= The task =
Answer these questions using the text about Ching Cheong:
(a) From which university did he graduate in 1973, and in what subject?
(b) Which newspaper did he join in 1974?
(c) In which city was he arrested in April 2005?

= Extract provided =
Ching Cheong (; born 22 December 1949) is a senior journalist with The Straits Times. He is best known for having been detained by the People's Republic of China on allegations of spying for Taiwan.  He was imprisoned from April 2005 to February 2008; spending over 1,000 days in prison.

Life
Ching was born in Guangzhou, China on 3 December 1949. He was educated in St. Paul's College, Hong Kong, and graduated from Hong Kong University in 1973 with a degree in Economics.

In 1974, he joined the pro-Communist China newspaper Wen Wei Po (), of which he eventually became vice-editorial manager. After the Tiananmen massacre of 4 June 1989, Ching and around 40 other journalists resigned from the newspaper in protest. After that he, Li Zhisong, and others founded Commentary, a magazine commenting on China.

In 1996, he joined the staff of the Singapore-based Straits Times. At first he was assigned to the Taiwan desk, where his articles clearly showed a pro-unification stance. These articles are collected in a book called  'Will Taiwan Break Away: The Rise of Taiwanese Nationalism' . Ching was later named China correspondent for the journal.

Arrest on spy charges
In the spring of 2005, he entered mainland China on a Home Return Permit, while researching former Communist Party leader, Zhao Ziyang. On 22 April 2005, he was charged with spying on behalf of a foreign intelligence agency and was arrested in Guangzhou.

= Dataset excerpts =
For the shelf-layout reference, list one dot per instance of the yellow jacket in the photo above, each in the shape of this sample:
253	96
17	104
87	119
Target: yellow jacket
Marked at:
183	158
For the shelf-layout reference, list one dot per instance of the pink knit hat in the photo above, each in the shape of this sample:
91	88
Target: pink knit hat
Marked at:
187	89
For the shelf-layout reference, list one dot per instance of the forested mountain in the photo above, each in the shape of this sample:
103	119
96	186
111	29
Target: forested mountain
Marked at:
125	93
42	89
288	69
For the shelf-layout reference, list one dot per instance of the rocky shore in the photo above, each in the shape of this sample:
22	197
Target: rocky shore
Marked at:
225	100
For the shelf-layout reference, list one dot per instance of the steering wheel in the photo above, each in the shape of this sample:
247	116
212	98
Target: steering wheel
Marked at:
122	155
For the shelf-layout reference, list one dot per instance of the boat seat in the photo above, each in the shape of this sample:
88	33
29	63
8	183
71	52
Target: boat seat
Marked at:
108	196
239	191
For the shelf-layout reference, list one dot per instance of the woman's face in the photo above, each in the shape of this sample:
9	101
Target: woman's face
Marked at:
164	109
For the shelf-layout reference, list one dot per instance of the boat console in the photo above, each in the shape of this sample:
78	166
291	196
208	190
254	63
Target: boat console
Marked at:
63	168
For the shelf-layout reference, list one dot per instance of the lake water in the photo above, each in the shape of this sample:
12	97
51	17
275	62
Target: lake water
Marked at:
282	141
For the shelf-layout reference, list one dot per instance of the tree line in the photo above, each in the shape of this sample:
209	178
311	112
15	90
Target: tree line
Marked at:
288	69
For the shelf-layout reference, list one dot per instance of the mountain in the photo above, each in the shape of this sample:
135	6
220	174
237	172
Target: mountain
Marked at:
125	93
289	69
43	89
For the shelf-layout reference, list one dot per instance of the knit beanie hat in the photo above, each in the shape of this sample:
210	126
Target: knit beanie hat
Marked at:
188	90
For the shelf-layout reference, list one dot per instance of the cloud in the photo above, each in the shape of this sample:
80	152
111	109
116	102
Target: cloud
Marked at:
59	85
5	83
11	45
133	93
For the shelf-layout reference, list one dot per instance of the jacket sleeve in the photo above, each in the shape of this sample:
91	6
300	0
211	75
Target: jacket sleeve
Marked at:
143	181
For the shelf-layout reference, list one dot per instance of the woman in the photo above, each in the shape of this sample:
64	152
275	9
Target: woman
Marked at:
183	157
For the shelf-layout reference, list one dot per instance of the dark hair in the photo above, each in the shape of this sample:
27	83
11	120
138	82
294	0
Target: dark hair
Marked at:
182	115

= Complete answer =
(a) Hong Kong University, with a degree in Economics.
(b) Wen Wei Po.
(c) Guangzhou.